> _Directions_: The answer must be an exact transcription of all the records below.

> _Given records_:
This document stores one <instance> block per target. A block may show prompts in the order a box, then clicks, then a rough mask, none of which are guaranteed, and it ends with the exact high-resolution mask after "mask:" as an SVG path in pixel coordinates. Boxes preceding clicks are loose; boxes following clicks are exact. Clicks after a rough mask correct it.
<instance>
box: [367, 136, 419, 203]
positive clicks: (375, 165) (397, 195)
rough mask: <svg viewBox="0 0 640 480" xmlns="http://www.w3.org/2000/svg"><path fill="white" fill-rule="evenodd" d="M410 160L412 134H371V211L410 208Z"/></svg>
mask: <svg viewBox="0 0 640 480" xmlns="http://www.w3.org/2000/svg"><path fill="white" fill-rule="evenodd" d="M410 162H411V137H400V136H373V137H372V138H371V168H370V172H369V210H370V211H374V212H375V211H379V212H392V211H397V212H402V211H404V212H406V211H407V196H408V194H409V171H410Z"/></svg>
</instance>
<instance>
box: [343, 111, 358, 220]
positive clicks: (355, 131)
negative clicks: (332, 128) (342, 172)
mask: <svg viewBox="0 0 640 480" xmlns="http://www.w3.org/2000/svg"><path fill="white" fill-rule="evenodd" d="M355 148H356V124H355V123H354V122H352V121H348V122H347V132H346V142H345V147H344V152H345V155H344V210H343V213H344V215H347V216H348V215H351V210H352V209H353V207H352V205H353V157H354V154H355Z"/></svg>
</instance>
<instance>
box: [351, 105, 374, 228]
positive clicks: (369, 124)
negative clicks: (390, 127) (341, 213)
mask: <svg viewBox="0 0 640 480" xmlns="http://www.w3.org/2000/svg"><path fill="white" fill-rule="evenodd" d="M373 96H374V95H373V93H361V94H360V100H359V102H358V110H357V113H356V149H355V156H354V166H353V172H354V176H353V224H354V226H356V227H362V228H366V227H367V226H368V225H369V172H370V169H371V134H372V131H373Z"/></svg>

> _Task solution_:
This document stores one <instance> block per target. A block may show prompts in the order a box, then clicks, then a rough mask, none of which are guaranteed, and it ends with the exact high-resolution mask after "mask:" as an SVG path in pixel coordinates. Boxes preceding clicks are loose; boxes following clicks are exact. Clicks after a rough mask correct it.
<instance>
box: [367, 136, 419, 203]
positive clicks: (375, 165) (397, 195)
rough mask: <svg viewBox="0 0 640 480" xmlns="http://www.w3.org/2000/svg"><path fill="white" fill-rule="evenodd" d="M410 160L412 134H371V211L410 208Z"/></svg>
mask: <svg viewBox="0 0 640 480" xmlns="http://www.w3.org/2000/svg"><path fill="white" fill-rule="evenodd" d="M410 162H411V137H400V136H373V137H372V138H371V168H370V172H369V210H370V211H374V212H375V211H379V212H392V211H397V212H402V211H404V212H406V211H407V196H408V194H409V171H410Z"/></svg>
</instance>
<instance>
box: [343, 111, 358, 220]
positive clicks: (355, 131)
negative clicks: (332, 128) (342, 172)
mask: <svg viewBox="0 0 640 480" xmlns="http://www.w3.org/2000/svg"><path fill="white" fill-rule="evenodd" d="M355 148H356V124H355V123H354V122H352V121H348V122H347V132H346V142H345V147H344V152H345V155H344V210H343V213H344V215H347V216H348V215H351V210H352V209H353V207H352V205H353V157H354V154H355Z"/></svg>
</instance>
<instance>
box: [351, 105, 374, 228]
positive clicks: (369, 124)
negative clicks: (390, 127) (341, 213)
mask: <svg viewBox="0 0 640 480" xmlns="http://www.w3.org/2000/svg"><path fill="white" fill-rule="evenodd" d="M373 96H374V95H373V93H361V94H360V100H359V102H358V110H357V113H356V149H355V156H354V166H353V172H354V176H353V224H354V226H356V227H362V228H366V227H367V226H368V225H369V172H370V169H371V134H372V131H373Z"/></svg>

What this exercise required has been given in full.